Records from a data collection:
━━━

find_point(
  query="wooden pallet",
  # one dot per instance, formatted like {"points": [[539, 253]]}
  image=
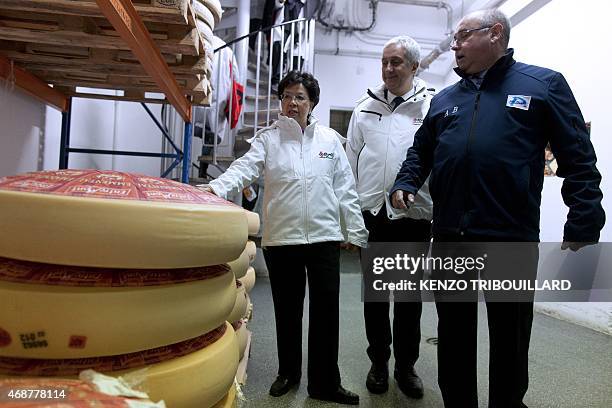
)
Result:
{"points": [[68, 43]]}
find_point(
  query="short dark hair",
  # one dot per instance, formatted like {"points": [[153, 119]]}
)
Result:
{"points": [[307, 80]]}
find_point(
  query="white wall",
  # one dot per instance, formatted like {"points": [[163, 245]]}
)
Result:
{"points": [[22, 120], [574, 41], [109, 125]]}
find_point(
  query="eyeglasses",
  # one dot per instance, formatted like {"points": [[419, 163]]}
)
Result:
{"points": [[462, 35], [297, 98]]}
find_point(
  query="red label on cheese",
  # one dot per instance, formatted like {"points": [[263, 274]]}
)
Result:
{"points": [[36, 273], [35, 367], [5, 338], [109, 184]]}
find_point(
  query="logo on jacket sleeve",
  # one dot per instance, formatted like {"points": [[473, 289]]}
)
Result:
{"points": [[455, 109], [518, 101]]}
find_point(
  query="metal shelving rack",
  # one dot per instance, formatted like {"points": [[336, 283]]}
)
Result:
{"points": [[126, 21]]}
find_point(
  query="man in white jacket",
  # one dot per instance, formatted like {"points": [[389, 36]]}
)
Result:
{"points": [[381, 130]]}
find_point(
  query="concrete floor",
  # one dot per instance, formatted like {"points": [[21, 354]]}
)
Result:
{"points": [[570, 366]]}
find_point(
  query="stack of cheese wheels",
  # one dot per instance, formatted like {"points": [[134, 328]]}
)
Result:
{"points": [[124, 274], [245, 280]]}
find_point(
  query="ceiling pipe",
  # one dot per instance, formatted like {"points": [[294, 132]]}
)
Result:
{"points": [[435, 4], [341, 26]]}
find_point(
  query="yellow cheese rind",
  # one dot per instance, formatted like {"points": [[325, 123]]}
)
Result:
{"points": [[118, 233], [110, 320], [239, 266], [197, 380], [253, 221], [229, 401], [248, 280], [251, 249], [240, 307]]}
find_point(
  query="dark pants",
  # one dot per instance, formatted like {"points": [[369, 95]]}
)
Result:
{"points": [[288, 267], [406, 315], [509, 335]]}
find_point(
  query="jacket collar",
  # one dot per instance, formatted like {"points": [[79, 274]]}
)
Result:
{"points": [[500, 66], [290, 126], [379, 92]]}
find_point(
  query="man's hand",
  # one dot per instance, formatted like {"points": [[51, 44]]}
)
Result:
{"points": [[347, 246], [402, 199], [574, 246]]}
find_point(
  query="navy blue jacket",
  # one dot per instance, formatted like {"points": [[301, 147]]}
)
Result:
{"points": [[485, 151]]}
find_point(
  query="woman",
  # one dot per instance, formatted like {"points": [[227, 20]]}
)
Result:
{"points": [[308, 187]]}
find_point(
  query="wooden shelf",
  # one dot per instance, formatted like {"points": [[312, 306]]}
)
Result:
{"points": [[138, 46]]}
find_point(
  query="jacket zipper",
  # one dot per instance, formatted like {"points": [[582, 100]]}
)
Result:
{"points": [[374, 113], [467, 201], [357, 166], [305, 193]]}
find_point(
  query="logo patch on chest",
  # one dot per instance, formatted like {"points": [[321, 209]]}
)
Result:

━━━

WHAT NEEDS TO BE DONE: Set down every entry exactly as it appears, but skip the pictures.

YOUR RESPONSE:
find_point(
  query="wooden pallet",
  # one dot per instance, formatted like {"points": [[539, 253]]}
  image=
)
Result:
{"points": [[68, 43]]}
find_point(
  query="short dark hair",
  # one dot per instance, formatted like {"points": [[153, 119]]}
)
Result:
{"points": [[307, 80]]}
find_point(
  query="white wall",
  # one dot per instance, formatted like {"points": [[163, 245]]}
)
Result:
{"points": [[22, 120], [574, 41], [109, 125]]}
find_point(
  query="eyeglasses",
  # one dot per instance, formatted like {"points": [[419, 163]]}
)
Result:
{"points": [[462, 35], [297, 98]]}
find_point(
  query="red label on cheese",
  # one dot per instance, formatted like {"points": [[263, 274]]}
)
Result:
{"points": [[36, 273], [35, 367], [5, 338], [109, 184]]}
find_point(
  query="logo on jacket sleeve",
  # one dot per instance, formatted like {"points": [[473, 289]]}
)
Result:
{"points": [[455, 109], [518, 101]]}
find_point(
  query="metal shelving rack",
  # one dot per instance, formatted like {"points": [[336, 283]]}
)
Result:
{"points": [[126, 21]]}
find_point(
  query="man in white jacket",
  # one dot per instance, formatted like {"points": [[389, 36]]}
)
Result:
{"points": [[381, 130]]}
find_point(
  query="concrete floor",
  # one dot per instance, formatted like {"points": [[21, 354]]}
)
Result:
{"points": [[570, 366]]}
find_point(
  query="stack of cheese wheels",
  # one dot per instance, formatted like {"points": [[134, 328]]}
)
Result:
{"points": [[124, 274], [245, 280]]}
find_point(
  query="ceiling pipe",
  # one dot per instance, formatted like {"points": [[294, 132]]}
)
Result:
{"points": [[435, 4], [341, 26]]}
find_point(
  query="yellow cheese rind",
  # one dot per instance, formatted like {"points": [[325, 123]]}
)
Result:
{"points": [[118, 233], [110, 320], [239, 266], [197, 380], [253, 221], [229, 401], [248, 280], [251, 249], [240, 307]]}
find_point(
  query="dark pants",
  # one dot per instance, formatted like {"points": [[369, 95]]}
)
Result:
{"points": [[288, 267], [406, 315], [509, 335]]}
find_point(
  query="jacket collar",
  # one dot per instance, formatted like {"points": [[79, 274]]}
)
Result:
{"points": [[500, 66], [290, 126], [379, 92]]}
find_point(
  query="man's hand",
  # one dot per instance, formatted like {"points": [[51, 44]]}
)
Result:
{"points": [[347, 246], [402, 199], [574, 246]]}
find_point(
  query="navy blue jacket",
  # one dot per instance, formatted like {"points": [[301, 147]]}
)
Result:
{"points": [[485, 151]]}
find_point(
  query="woman",
  # one dot per instance, formatted like {"points": [[227, 20]]}
)
Result:
{"points": [[308, 187]]}
find_point(
  query="wooden shelf",
  # one dot per instance, formatted like {"points": [[312, 306]]}
)
Result:
{"points": [[138, 46]]}
find_point(
  query="jacket zipper",
  # one dot per instance, formatted like {"points": [[582, 100]]}
)
Result:
{"points": [[374, 113], [467, 201], [357, 166], [305, 193]]}
find_point(
  query="logo patch on chest",
  # one dot per instance, formatted like {"points": [[321, 209]]}
)
Result:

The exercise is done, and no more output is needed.